──────── DATA

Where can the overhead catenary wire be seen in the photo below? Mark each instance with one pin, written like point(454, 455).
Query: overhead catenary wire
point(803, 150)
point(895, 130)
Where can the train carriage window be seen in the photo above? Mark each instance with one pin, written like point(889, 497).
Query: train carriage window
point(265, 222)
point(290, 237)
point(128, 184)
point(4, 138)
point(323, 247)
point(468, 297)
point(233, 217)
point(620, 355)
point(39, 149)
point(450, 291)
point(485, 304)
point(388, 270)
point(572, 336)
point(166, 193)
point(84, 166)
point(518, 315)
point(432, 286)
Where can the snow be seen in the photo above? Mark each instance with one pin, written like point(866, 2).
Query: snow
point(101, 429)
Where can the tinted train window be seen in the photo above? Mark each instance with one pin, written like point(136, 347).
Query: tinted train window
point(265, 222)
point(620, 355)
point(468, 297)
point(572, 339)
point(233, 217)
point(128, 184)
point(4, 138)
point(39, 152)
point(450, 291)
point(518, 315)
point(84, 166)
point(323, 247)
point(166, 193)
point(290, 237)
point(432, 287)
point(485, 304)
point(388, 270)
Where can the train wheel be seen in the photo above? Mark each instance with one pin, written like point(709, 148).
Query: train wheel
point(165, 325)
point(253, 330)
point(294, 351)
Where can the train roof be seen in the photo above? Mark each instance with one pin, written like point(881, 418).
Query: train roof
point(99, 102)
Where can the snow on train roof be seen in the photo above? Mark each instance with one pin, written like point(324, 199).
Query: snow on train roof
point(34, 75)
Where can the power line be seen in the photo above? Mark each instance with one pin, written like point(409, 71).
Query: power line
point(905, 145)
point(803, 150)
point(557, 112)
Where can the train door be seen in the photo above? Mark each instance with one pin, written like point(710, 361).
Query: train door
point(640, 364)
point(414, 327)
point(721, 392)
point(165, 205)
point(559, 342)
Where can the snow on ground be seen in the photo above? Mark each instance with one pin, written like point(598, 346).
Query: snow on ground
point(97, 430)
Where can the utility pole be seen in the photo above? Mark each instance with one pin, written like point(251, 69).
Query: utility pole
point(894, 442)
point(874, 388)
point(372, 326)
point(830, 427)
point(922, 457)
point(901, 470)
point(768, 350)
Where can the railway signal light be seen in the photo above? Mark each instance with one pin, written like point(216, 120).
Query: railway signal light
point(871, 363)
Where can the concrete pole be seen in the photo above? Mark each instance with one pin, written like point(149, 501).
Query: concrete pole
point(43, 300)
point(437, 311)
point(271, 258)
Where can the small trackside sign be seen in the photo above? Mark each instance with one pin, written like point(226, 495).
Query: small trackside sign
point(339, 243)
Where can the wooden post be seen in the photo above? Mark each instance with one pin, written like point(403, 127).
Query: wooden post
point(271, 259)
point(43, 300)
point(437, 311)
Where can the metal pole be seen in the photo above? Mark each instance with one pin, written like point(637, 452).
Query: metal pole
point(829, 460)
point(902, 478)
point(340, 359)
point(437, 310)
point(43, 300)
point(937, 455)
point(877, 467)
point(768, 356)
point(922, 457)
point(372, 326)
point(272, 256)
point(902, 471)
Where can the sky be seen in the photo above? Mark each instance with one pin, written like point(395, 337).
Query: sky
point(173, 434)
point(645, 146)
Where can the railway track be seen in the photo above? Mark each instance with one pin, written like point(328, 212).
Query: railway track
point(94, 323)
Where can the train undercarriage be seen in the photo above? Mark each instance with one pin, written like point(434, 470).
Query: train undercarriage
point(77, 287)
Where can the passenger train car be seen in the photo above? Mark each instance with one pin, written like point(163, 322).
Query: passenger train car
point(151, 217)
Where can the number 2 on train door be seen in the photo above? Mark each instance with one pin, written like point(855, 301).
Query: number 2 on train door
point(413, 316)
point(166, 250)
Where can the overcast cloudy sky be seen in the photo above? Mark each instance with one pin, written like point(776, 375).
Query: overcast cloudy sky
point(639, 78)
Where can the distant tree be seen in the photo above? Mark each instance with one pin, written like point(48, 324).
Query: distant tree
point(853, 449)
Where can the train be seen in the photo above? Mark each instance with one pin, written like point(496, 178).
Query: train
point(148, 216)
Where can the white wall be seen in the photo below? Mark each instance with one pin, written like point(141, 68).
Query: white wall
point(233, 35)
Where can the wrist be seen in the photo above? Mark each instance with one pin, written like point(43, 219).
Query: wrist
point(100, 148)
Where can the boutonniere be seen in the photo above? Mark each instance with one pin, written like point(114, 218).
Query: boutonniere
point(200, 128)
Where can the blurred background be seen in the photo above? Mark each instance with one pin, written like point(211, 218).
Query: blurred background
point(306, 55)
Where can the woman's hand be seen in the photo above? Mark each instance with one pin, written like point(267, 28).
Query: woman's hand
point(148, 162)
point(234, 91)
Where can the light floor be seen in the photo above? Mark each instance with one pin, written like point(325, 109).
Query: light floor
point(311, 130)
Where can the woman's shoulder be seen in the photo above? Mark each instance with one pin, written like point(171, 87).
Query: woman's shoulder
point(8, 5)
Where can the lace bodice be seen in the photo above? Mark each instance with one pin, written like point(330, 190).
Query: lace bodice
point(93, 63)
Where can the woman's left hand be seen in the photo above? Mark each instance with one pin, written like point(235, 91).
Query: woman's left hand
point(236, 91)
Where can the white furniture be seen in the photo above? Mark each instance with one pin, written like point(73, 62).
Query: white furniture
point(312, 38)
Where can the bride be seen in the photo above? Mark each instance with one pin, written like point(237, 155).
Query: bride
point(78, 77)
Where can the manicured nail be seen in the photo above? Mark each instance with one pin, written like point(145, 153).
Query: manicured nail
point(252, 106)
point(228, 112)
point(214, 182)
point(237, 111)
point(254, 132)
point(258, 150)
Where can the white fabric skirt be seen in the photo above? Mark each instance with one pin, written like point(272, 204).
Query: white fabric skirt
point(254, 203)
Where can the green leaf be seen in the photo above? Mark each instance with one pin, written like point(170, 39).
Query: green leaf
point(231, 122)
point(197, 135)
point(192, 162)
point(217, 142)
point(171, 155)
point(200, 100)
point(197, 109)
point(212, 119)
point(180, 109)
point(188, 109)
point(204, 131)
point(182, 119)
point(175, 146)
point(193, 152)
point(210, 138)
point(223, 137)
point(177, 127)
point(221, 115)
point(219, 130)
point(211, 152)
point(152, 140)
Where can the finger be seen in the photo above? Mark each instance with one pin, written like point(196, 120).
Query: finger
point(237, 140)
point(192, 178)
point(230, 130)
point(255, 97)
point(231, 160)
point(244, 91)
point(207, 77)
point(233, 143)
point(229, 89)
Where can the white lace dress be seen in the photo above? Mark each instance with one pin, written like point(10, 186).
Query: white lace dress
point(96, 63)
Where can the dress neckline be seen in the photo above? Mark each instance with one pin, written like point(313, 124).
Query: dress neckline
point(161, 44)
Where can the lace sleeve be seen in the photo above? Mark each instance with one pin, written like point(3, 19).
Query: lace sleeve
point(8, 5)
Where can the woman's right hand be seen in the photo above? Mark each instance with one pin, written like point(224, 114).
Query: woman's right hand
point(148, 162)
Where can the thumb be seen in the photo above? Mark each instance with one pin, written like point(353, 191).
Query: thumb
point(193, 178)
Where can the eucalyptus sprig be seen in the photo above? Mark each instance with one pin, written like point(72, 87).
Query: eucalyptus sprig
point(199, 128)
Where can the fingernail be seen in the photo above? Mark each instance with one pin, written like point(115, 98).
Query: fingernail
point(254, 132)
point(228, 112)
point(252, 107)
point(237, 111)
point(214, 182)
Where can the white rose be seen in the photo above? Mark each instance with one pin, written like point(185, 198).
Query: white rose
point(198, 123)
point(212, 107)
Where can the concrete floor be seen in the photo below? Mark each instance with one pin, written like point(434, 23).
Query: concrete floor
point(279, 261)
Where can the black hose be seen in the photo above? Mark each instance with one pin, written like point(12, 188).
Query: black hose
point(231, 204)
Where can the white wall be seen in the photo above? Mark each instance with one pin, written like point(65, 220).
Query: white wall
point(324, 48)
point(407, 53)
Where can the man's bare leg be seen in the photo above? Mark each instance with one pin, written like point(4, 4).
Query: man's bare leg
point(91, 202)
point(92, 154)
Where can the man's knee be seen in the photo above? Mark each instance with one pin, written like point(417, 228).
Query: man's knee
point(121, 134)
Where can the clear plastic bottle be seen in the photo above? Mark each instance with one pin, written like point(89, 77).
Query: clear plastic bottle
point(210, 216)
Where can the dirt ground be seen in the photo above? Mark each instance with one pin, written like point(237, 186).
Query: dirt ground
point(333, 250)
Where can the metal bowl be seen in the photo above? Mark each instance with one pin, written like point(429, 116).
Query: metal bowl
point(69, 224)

────────────────

# [AIM]
Copy out, without any changes, the part of the entries above that opens with the line containing "Where can the number" and closes with the line containing "point(233, 35)", both of those lines included.

# [FULL SOLUTION]
Where can the number 2 on train door be seen in the photo above? Mark each instance with one pin, written like point(855, 301).
Query: number 2 on train door
point(413, 316)
point(166, 250)
Where can the overcast cloudy sky be seen in the photo above? Mark each instance with one pin, written like point(776, 375).
Query: overcast cloudy sky
point(639, 78)
Where can the distant tree be seen in the photo above? Mark each instance with one pin, written like point(48, 324).
Query: distant tree
point(853, 449)
Where can the train be seen in the photo above? Mark each instance with one pin, written like point(496, 178).
Query: train
point(148, 216)
Where can the white wall be seen in the photo below? Mark each instance with one pin, written like point(141, 68).
Query: white wall
point(233, 35)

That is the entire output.